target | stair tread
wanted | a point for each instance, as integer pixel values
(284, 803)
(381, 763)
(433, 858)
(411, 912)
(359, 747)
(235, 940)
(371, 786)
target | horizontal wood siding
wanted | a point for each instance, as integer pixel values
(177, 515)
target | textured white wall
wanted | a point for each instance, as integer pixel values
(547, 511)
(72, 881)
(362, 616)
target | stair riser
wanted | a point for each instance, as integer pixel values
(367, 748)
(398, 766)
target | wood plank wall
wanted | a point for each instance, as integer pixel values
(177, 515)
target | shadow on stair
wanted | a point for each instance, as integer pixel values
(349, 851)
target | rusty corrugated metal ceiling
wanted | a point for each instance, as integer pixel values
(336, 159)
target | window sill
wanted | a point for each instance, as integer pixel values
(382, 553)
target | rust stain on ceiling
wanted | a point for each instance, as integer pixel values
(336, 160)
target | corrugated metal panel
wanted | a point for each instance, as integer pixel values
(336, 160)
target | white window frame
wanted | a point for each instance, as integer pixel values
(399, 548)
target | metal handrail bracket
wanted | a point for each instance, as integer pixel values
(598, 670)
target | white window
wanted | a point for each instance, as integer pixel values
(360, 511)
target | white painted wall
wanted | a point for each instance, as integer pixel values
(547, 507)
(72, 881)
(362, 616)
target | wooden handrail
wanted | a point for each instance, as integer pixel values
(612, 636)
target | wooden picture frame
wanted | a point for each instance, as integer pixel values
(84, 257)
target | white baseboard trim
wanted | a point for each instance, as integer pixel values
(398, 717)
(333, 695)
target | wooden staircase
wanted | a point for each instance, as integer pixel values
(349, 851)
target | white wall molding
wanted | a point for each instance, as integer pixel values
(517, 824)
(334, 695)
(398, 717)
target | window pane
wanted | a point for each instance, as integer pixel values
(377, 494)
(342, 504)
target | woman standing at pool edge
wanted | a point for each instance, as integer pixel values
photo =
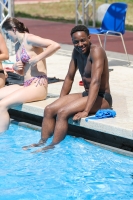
(3, 56)
(30, 62)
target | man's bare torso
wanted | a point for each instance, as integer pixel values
(85, 65)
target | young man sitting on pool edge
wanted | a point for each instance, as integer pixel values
(91, 60)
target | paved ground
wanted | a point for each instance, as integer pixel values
(120, 77)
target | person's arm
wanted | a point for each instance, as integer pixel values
(97, 55)
(66, 88)
(4, 55)
(50, 47)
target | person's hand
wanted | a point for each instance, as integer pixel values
(80, 115)
(8, 69)
(33, 61)
(18, 66)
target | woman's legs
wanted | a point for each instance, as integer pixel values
(17, 95)
(2, 80)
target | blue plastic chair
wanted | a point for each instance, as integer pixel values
(113, 24)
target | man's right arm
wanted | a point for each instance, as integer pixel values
(66, 88)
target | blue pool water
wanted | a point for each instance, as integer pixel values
(74, 170)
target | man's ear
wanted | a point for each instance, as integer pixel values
(89, 37)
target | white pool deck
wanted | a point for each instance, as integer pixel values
(121, 84)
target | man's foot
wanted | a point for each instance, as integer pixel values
(40, 143)
(44, 149)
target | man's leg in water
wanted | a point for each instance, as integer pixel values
(63, 114)
(61, 126)
(50, 112)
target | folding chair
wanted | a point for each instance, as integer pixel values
(113, 24)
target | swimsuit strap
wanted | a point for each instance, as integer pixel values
(24, 56)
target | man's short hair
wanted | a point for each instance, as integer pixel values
(80, 28)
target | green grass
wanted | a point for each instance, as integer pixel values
(64, 11)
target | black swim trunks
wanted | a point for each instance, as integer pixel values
(104, 95)
(2, 71)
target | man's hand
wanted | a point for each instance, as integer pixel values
(33, 61)
(18, 66)
(80, 115)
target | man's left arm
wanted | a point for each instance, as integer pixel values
(97, 56)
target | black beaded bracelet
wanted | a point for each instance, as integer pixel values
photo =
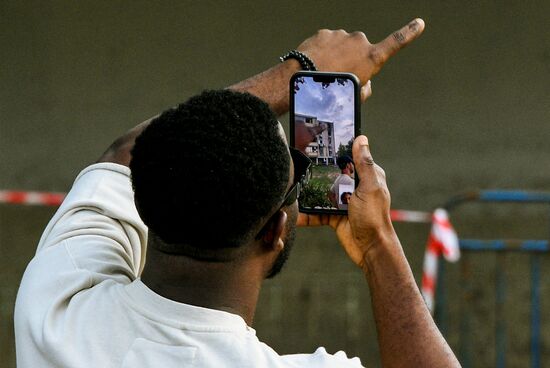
(303, 59)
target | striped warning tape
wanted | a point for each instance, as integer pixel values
(55, 199)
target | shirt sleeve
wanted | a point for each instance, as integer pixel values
(97, 228)
(322, 359)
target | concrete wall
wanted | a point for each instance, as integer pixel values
(466, 107)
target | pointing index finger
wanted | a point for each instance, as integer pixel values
(399, 39)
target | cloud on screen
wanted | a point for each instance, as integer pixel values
(334, 103)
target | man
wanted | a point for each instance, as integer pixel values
(88, 299)
(345, 181)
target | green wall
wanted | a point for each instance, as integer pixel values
(467, 106)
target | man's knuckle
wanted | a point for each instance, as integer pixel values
(359, 35)
(376, 56)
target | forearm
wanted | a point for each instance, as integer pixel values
(271, 85)
(407, 334)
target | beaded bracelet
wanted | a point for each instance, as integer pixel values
(303, 59)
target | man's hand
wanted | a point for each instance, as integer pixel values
(334, 51)
(339, 51)
(367, 235)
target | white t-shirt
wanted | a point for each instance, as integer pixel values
(81, 302)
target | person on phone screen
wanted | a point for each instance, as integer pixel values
(344, 181)
(135, 271)
(345, 197)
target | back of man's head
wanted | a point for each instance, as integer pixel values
(223, 144)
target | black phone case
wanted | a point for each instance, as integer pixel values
(357, 121)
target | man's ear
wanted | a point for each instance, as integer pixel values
(271, 233)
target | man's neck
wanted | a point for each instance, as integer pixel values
(223, 286)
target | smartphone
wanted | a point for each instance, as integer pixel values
(325, 118)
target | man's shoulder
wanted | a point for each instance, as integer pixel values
(321, 358)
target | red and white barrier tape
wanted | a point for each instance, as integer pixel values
(410, 216)
(55, 199)
(442, 240)
(31, 198)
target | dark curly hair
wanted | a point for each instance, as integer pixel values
(208, 173)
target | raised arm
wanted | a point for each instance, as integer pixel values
(407, 334)
(336, 51)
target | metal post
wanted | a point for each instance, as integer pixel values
(500, 321)
(535, 311)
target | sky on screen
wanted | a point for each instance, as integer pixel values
(334, 103)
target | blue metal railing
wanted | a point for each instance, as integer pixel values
(501, 246)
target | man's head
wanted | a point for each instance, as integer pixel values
(229, 146)
(345, 163)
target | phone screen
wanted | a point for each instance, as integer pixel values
(324, 120)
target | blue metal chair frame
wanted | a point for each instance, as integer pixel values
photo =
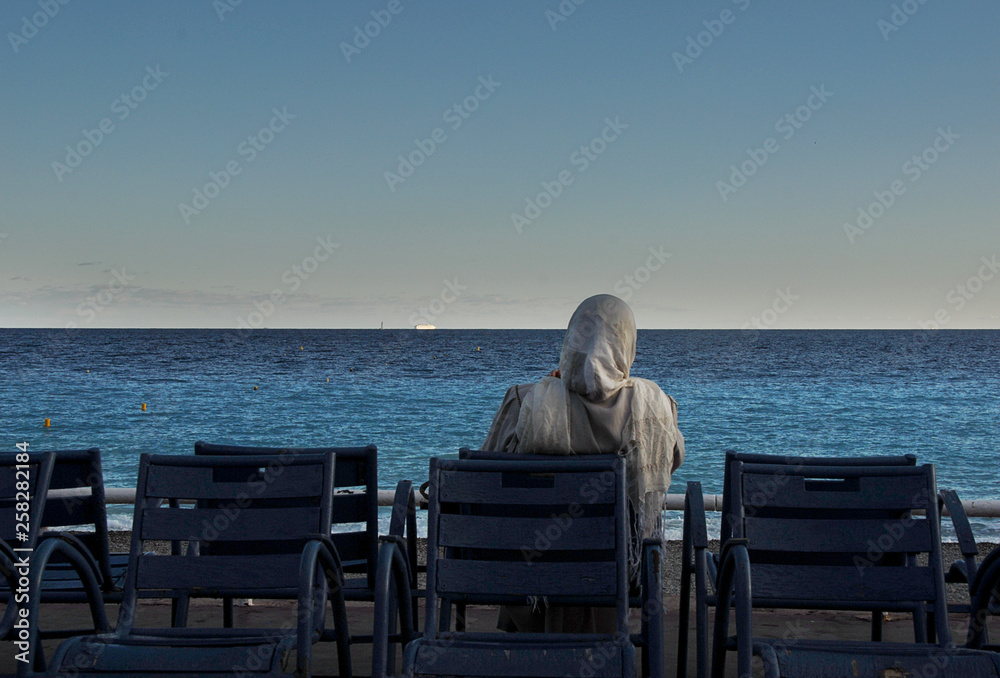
(268, 505)
(701, 565)
(646, 595)
(357, 467)
(587, 564)
(795, 546)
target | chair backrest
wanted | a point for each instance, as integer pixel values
(356, 469)
(24, 479)
(841, 537)
(796, 461)
(81, 471)
(565, 541)
(278, 500)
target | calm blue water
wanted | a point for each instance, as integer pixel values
(420, 394)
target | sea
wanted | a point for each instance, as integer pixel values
(420, 394)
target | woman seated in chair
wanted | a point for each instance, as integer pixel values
(590, 405)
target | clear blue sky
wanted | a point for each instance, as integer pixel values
(111, 233)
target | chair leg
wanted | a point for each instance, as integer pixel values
(683, 614)
(877, 626)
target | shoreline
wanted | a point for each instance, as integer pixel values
(950, 552)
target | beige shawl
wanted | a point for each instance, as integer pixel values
(596, 408)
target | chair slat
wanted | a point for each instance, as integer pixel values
(502, 487)
(202, 573)
(533, 659)
(910, 535)
(860, 583)
(352, 546)
(560, 533)
(526, 578)
(199, 483)
(777, 491)
(230, 523)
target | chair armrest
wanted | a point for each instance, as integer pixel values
(734, 592)
(652, 607)
(84, 567)
(694, 562)
(966, 540)
(84, 551)
(392, 585)
(694, 512)
(404, 523)
(7, 572)
(320, 554)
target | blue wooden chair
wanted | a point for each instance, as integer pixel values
(981, 578)
(354, 518)
(701, 566)
(646, 595)
(62, 568)
(482, 552)
(985, 602)
(76, 500)
(284, 502)
(837, 538)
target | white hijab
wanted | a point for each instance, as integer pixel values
(595, 407)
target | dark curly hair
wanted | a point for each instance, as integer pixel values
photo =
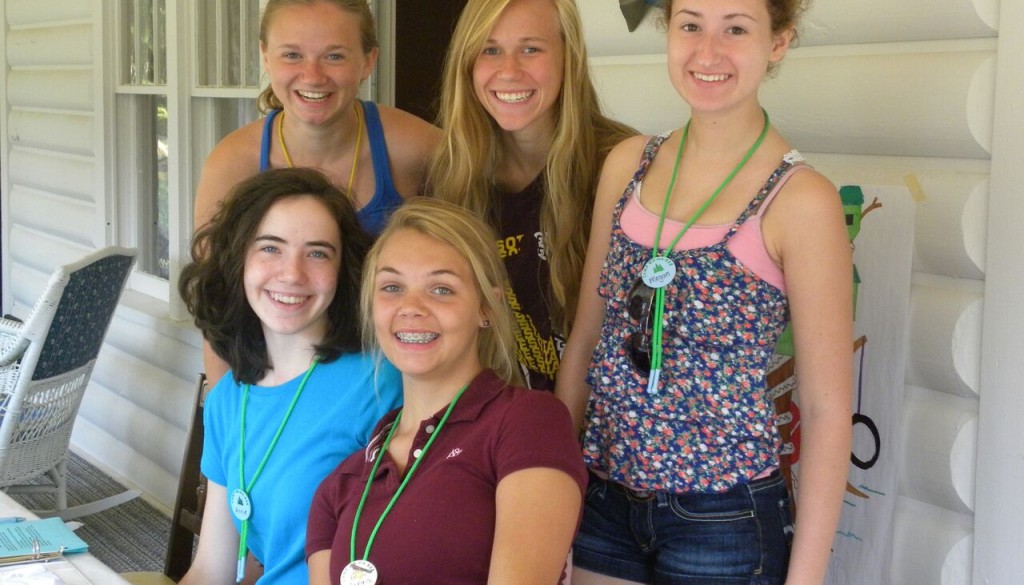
(784, 14)
(212, 284)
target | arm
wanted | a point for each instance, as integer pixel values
(571, 385)
(320, 568)
(411, 142)
(809, 236)
(537, 513)
(216, 556)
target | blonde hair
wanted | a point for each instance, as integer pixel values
(465, 164)
(368, 34)
(474, 241)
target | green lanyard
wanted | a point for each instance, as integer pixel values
(241, 502)
(404, 482)
(659, 261)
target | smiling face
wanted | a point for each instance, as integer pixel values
(427, 311)
(291, 270)
(719, 51)
(314, 58)
(517, 77)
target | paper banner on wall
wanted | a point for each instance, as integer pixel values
(880, 220)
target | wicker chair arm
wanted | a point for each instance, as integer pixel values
(10, 335)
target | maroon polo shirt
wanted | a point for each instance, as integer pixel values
(442, 527)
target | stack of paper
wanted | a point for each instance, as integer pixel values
(35, 540)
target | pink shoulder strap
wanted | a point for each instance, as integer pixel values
(779, 184)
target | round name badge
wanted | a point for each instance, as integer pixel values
(358, 573)
(658, 272)
(242, 506)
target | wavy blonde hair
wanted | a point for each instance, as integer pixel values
(474, 241)
(464, 165)
(368, 35)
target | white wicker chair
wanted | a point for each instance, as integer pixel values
(45, 365)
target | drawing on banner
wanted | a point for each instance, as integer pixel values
(781, 377)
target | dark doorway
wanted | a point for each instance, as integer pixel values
(423, 29)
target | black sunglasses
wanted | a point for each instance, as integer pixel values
(639, 305)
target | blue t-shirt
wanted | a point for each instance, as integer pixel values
(333, 418)
(386, 198)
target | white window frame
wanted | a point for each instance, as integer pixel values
(198, 119)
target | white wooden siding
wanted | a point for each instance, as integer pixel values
(877, 88)
(58, 204)
(933, 85)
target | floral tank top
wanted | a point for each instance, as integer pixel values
(710, 425)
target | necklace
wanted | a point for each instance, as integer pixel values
(659, 270)
(241, 502)
(355, 153)
(361, 572)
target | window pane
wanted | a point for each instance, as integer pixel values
(227, 43)
(155, 220)
(144, 44)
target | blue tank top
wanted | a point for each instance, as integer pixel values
(386, 198)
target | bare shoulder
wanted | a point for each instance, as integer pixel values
(619, 167)
(807, 216)
(808, 195)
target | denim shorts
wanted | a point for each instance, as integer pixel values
(741, 536)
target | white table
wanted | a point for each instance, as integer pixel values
(86, 563)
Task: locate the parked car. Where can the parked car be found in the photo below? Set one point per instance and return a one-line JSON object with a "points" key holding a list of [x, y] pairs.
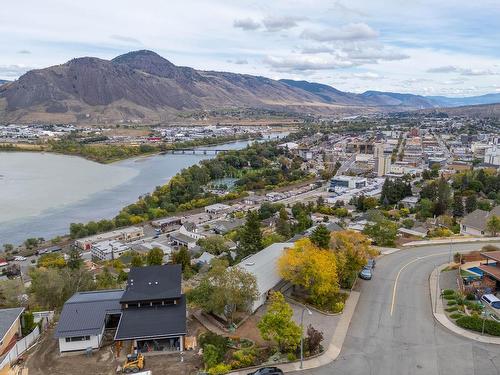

**Goal of the exercise**
Locate every line in the data above that contains the string "pool", and copy each of those lines.

**Exercise response**
target | woman standing at pool edge
target | young man sitting on pool edge
target | blue pool water
target | white pool deck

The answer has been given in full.